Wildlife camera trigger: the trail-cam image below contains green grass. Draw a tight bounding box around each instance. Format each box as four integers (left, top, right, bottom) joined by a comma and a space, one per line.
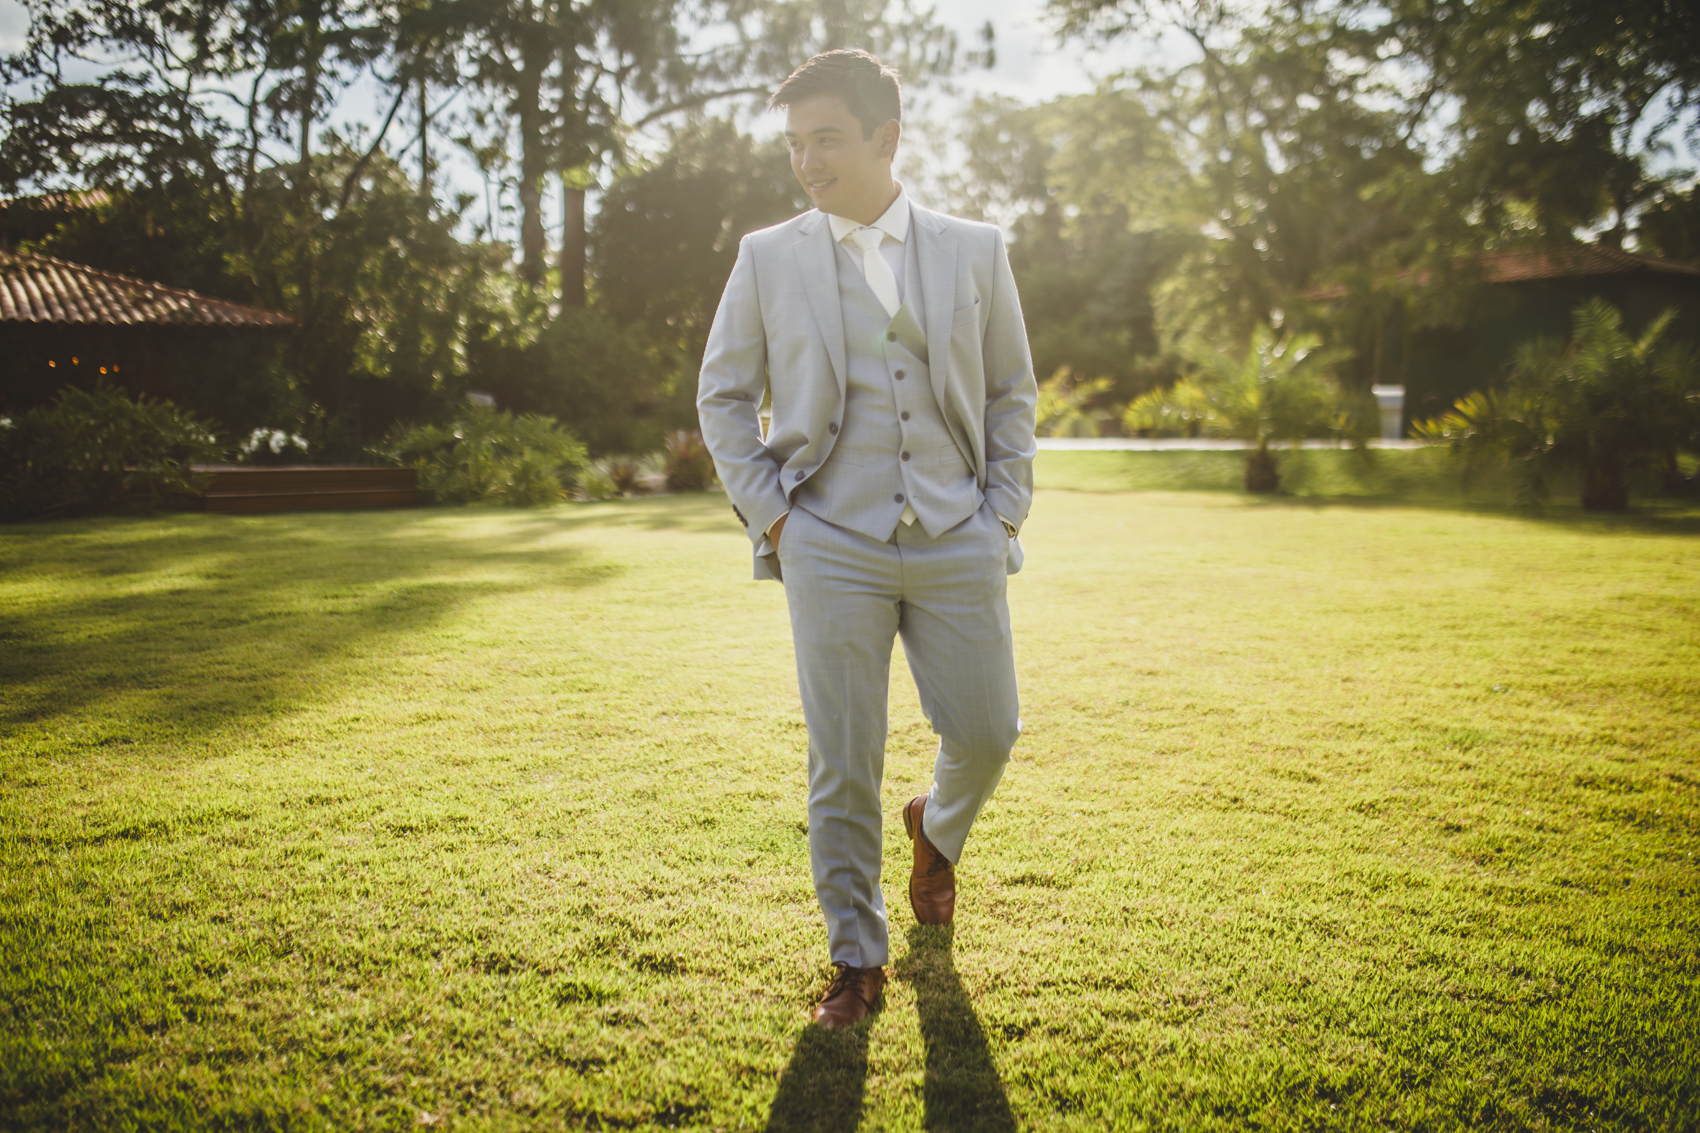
1032, 444, 1695, 508
2, 460, 1698, 1131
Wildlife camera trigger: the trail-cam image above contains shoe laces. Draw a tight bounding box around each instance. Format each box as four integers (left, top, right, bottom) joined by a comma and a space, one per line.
823, 964, 869, 1005
925, 845, 953, 877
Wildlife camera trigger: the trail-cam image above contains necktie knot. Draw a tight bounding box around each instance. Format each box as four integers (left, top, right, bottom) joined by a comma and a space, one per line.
843, 225, 901, 318
846, 226, 885, 253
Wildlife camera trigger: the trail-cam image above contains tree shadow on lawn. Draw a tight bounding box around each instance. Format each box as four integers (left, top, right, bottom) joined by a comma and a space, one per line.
764, 924, 1015, 1133
0, 509, 620, 743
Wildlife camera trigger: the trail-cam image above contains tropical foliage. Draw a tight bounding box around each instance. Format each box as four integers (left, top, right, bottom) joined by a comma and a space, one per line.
1124, 327, 1355, 492
661, 430, 716, 492
1415, 300, 1700, 511
1035, 370, 1117, 438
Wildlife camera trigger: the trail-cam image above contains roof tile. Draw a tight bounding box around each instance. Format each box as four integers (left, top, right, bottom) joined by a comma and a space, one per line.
0, 250, 294, 328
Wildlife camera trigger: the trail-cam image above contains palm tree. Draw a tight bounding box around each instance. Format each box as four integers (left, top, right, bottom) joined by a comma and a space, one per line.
1416, 300, 1700, 511
1124, 325, 1353, 492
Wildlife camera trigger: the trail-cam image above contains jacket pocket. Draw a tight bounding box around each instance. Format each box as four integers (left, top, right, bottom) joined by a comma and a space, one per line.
950, 300, 981, 327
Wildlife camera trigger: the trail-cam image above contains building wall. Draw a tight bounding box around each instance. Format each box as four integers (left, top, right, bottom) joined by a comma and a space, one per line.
0, 324, 296, 439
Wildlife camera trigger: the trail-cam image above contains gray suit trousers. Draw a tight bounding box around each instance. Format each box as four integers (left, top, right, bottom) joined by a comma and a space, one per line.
777, 500, 1021, 969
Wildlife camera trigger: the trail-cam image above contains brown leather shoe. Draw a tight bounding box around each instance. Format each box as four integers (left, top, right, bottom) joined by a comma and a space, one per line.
903, 794, 956, 925
810, 963, 885, 1028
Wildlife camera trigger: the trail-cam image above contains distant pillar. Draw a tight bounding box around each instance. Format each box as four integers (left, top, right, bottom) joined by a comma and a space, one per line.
1371, 385, 1406, 440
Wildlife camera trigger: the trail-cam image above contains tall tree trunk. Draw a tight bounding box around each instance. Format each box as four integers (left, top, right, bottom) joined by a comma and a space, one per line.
559, 177, 585, 308
297, 2, 322, 328
515, 11, 549, 289
418, 72, 430, 199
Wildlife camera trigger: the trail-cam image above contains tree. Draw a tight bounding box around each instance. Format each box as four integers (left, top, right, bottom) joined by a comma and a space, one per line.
1124, 325, 1354, 492
1384, 0, 1700, 249
1415, 299, 1700, 511
951, 92, 1189, 400
591, 118, 802, 429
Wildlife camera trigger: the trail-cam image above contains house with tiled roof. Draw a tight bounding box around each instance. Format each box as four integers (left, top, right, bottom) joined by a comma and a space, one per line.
0, 249, 295, 427
1311, 243, 1700, 432
1, 250, 294, 329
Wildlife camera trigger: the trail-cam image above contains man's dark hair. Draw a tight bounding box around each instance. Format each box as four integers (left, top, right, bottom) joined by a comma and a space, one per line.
769, 49, 902, 138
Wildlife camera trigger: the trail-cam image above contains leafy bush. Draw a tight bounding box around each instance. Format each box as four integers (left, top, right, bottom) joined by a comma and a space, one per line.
1124, 326, 1355, 492
387, 407, 588, 506
606, 459, 644, 495
1036, 369, 1116, 437
576, 464, 623, 501
0, 384, 223, 522
662, 430, 715, 491
1415, 300, 1700, 511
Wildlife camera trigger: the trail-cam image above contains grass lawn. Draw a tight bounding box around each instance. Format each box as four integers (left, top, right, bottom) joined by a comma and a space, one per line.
2, 453, 1698, 1131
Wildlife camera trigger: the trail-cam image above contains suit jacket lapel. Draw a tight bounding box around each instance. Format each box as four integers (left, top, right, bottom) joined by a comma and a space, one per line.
793, 215, 847, 398
914, 208, 958, 408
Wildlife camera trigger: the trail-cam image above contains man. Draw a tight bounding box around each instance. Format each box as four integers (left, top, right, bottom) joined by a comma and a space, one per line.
696, 49, 1037, 1030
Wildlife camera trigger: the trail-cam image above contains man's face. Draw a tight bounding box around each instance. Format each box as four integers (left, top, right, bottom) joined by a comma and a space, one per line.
785, 93, 899, 224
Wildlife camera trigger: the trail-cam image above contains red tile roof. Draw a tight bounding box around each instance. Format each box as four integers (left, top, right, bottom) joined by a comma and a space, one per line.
1307, 244, 1700, 301
0, 250, 294, 328
1475, 244, 1700, 283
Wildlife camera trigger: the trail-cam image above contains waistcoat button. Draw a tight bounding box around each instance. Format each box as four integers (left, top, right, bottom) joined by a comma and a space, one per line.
795, 471, 805, 482
894, 369, 906, 380
894, 492, 905, 503
886, 331, 897, 342
901, 451, 911, 461
900, 411, 910, 421
828, 422, 839, 434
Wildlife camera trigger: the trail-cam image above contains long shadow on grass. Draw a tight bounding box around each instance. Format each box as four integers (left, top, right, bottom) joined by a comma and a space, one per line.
764, 1016, 872, 1133
0, 510, 618, 740
898, 924, 1017, 1133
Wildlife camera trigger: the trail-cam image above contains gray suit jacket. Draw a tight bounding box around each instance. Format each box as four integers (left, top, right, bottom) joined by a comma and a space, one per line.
697, 202, 1038, 580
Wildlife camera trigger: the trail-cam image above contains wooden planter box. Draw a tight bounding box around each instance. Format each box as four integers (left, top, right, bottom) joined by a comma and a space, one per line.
194, 465, 418, 513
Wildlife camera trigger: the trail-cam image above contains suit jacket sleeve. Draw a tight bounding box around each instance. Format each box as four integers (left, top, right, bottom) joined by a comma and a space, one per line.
697, 235, 791, 548
979, 228, 1038, 531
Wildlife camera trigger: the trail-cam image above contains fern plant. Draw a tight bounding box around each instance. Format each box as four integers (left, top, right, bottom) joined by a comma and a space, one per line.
1124, 325, 1353, 492
1415, 300, 1700, 511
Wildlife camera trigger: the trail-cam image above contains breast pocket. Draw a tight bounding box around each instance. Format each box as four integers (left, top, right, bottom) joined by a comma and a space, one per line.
950, 300, 982, 328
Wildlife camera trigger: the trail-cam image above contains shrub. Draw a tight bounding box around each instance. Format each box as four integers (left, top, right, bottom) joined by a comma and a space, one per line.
576, 464, 623, 501
1036, 369, 1116, 437
386, 407, 588, 506
1124, 326, 1355, 493
606, 459, 643, 495
0, 384, 223, 522
1415, 299, 1700, 512
662, 430, 715, 492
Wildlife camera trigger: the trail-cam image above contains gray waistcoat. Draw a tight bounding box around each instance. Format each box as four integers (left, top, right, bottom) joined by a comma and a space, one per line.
794, 235, 981, 541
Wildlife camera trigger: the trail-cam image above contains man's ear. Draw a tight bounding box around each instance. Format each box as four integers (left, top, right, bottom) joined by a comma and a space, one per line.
877, 119, 901, 159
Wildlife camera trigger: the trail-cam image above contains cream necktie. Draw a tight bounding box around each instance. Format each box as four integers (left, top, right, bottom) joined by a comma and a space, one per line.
845, 226, 901, 318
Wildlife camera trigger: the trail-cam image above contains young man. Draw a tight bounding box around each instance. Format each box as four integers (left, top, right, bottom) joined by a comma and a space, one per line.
696, 49, 1037, 1029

· · · · · · ·

**Task directions**
Give back exactly the lines from the line containing "contains man's ear." to the end of the entries, and no other lines.

**Response for this exercise**
Wildlife camera trigger: the trail-cam image above contains man's ear. Draw a tight bounding box around each instance. Format each box as four integers (left, top, right, bottom) joined by a comma and a space, one per line.
877, 119, 901, 159
Wildlife camera trigger: the trail-cam image above contains cream necktie. Draw a tight bounding box around each instance. Format each box as four integers (left, top, right, bottom) joined by a comma and a space, one per line.
845, 226, 901, 318
Wildlife camera trigger: the trail-cam image above contains young man. Draw a tight bounding box around each instance. Format each box as four integers (left, top, right, bottom) joined by a comma and a space, one per line.
696, 49, 1037, 1029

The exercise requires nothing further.